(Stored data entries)
------------------------------------

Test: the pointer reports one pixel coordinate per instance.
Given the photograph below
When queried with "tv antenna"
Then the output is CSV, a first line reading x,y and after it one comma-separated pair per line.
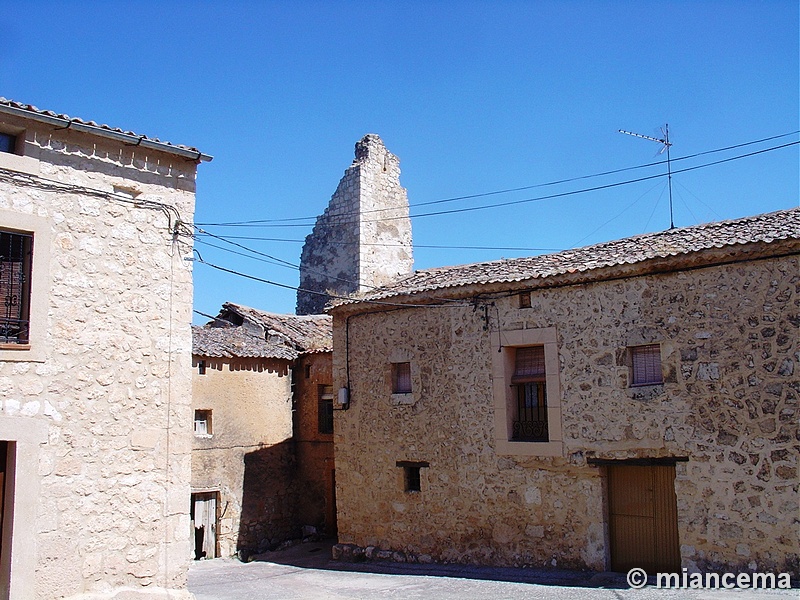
x,y
665,147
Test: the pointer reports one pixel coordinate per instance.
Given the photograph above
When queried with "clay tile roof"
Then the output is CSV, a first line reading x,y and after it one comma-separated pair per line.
x,y
50,115
306,333
781,225
229,342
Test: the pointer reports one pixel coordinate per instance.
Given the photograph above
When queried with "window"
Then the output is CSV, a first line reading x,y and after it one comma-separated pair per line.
x,y
645,362
527,392
8,143
325,409
412,480
15,278
529,382
202,423
401,378
413,483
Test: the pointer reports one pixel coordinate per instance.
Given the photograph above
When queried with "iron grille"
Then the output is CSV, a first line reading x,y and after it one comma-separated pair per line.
x,y
530,419
15,268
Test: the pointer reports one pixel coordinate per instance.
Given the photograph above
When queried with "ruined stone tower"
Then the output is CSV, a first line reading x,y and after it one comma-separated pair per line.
x,y
363,239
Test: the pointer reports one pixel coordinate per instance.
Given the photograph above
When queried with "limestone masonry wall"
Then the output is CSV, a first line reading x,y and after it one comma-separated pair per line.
x,y
363,239
248,458
100,500
729,404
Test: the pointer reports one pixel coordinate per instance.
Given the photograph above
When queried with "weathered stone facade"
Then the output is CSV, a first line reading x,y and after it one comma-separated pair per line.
x,y
248,458
725,413
363,239
259,454
96,408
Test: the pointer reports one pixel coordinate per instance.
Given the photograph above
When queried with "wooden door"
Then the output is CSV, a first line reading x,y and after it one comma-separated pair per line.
x,y
204,525
643,518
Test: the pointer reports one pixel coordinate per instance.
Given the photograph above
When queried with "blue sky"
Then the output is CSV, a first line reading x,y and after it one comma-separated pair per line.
x,y
474,97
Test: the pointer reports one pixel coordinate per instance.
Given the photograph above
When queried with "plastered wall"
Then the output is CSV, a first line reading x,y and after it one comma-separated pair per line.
x,y
729,404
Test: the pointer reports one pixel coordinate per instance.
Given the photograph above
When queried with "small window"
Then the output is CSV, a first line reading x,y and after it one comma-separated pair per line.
x,y
412,480
646,365
202,423
15,277
8,143
530,411
325,409
401,378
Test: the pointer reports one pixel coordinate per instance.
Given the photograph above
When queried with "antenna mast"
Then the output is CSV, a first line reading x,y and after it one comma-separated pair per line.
x,y
666,144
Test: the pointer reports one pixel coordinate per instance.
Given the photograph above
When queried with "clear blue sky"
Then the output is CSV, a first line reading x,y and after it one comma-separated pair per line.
x,y
473,97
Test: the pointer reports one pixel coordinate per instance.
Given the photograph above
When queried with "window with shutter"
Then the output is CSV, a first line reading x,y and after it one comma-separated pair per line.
x,y
646,365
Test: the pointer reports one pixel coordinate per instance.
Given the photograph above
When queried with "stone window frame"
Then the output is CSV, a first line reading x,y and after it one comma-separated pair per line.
x,y
400,356
412,475
632,351
504,346
19,160
205,416
36,348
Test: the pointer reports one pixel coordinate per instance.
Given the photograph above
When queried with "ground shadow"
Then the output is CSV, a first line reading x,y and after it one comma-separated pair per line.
x,y
317,555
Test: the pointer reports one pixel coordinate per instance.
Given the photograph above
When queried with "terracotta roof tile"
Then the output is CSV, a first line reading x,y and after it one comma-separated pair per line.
x,y
49,113
779,225
305,333
229,342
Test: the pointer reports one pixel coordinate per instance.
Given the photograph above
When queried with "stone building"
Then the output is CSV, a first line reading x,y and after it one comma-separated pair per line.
x,y
363,239
95,428
632,403
262,457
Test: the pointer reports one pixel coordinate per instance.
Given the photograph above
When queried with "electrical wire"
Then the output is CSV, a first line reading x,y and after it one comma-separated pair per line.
x,y
290,222
430,246
452,303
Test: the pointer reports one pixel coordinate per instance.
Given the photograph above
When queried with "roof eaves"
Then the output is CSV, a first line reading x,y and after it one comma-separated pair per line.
x,y
29,111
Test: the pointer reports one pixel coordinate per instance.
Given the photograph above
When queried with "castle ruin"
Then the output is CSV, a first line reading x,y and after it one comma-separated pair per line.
x,y
363,239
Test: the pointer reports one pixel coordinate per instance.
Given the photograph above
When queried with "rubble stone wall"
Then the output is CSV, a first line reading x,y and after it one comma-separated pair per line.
x,y
363,239
107,375
248,458
729,404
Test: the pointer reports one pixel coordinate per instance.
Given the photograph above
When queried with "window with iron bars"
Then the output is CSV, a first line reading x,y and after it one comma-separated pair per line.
x,y
15,275
530,412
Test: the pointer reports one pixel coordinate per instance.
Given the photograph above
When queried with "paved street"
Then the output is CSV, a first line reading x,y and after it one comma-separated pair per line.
x,y
305,572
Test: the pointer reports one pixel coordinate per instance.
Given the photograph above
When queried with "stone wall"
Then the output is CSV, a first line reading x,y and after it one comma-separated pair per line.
x,y
363,239
99,500
248,458
728,336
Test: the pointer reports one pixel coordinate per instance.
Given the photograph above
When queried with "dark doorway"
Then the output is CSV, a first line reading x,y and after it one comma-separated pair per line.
x,y
204,525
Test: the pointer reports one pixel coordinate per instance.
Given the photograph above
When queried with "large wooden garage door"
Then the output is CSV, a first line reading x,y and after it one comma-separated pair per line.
x,y
643,518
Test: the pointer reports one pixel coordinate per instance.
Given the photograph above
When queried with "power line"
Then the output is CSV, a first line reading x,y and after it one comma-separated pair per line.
x,y
292,222
452,303
428,246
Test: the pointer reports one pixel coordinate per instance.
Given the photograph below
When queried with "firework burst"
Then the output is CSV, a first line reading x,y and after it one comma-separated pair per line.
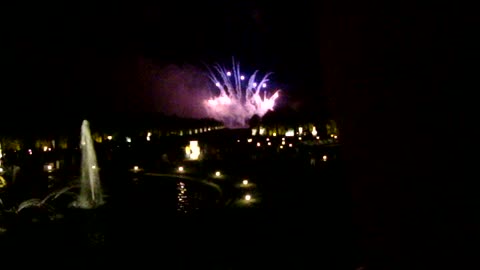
x,y
238,98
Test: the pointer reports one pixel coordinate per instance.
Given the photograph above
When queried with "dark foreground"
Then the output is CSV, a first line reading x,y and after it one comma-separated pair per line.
x,y
301,221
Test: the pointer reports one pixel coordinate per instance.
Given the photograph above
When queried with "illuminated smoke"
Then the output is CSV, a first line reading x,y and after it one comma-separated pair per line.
x,y
239,98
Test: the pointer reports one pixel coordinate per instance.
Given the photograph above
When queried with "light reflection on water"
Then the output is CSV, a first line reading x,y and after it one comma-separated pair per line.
x,y
182,204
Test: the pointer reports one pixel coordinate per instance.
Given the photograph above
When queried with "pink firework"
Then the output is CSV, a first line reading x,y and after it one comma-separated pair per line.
x,y
239,98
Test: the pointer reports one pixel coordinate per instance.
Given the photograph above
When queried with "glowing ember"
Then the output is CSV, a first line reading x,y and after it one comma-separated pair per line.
x,y
238,99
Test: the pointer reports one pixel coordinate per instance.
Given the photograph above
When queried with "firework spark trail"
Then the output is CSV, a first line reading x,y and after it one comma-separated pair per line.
x,y
238,101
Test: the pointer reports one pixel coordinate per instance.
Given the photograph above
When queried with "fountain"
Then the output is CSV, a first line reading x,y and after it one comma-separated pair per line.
x,y
90,190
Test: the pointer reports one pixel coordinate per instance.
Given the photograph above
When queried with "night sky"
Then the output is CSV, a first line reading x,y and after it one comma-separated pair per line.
x,y
62,58
400,79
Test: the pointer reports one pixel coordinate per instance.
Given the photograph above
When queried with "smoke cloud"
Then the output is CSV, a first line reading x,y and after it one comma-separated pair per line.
x,y
179,90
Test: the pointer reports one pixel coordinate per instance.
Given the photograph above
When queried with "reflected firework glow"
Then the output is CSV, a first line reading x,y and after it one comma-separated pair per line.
x,y
238,99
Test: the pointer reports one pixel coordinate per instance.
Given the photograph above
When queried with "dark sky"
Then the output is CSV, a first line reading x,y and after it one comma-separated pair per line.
x,y
89,58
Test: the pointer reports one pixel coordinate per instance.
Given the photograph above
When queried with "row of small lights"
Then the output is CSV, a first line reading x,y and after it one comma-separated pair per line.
x,y
245,182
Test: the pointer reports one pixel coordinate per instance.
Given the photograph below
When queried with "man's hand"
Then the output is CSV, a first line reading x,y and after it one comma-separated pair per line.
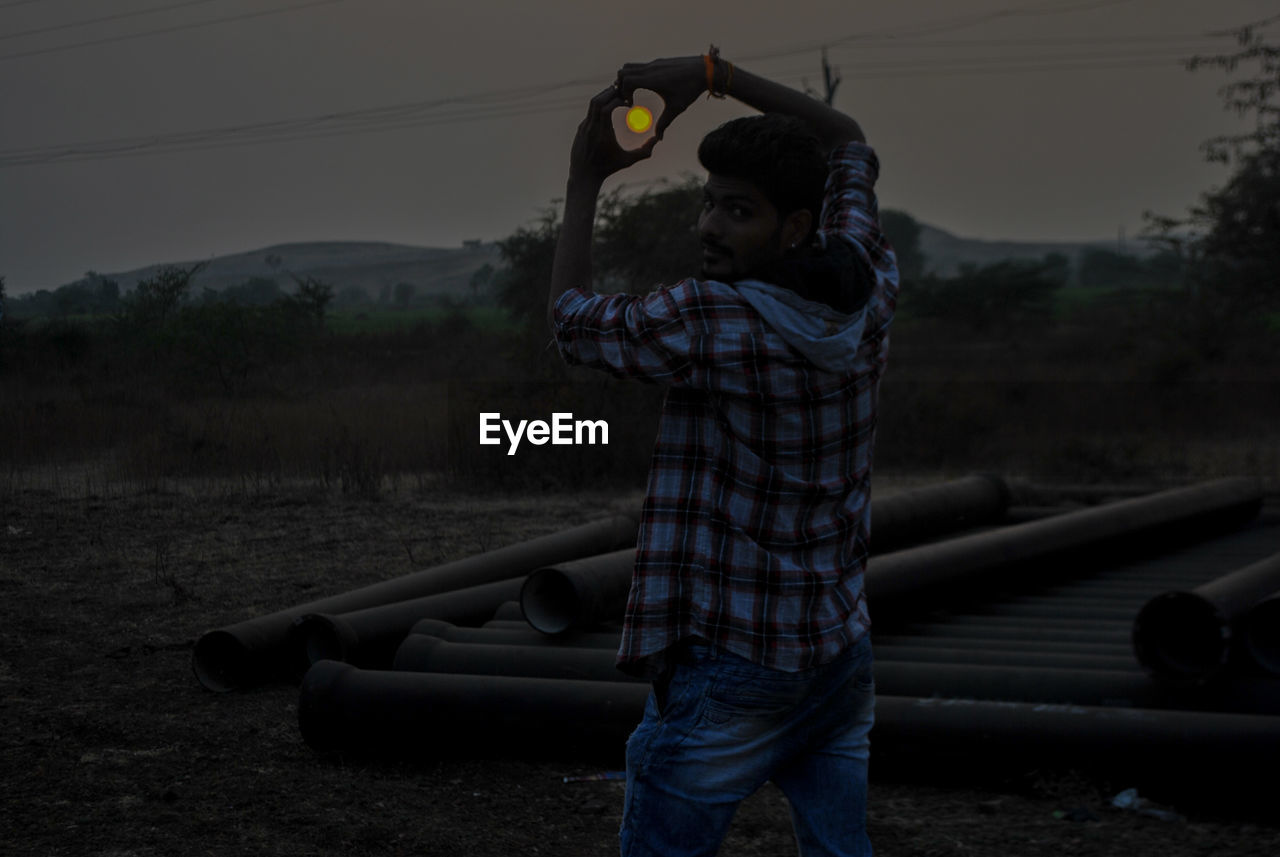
x,y
679,81
597,155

------------------------------------

List every line of the records that contains the string "antenna", matching case exactly.

When queried with "tv antenna"
When queried with "antenna mast"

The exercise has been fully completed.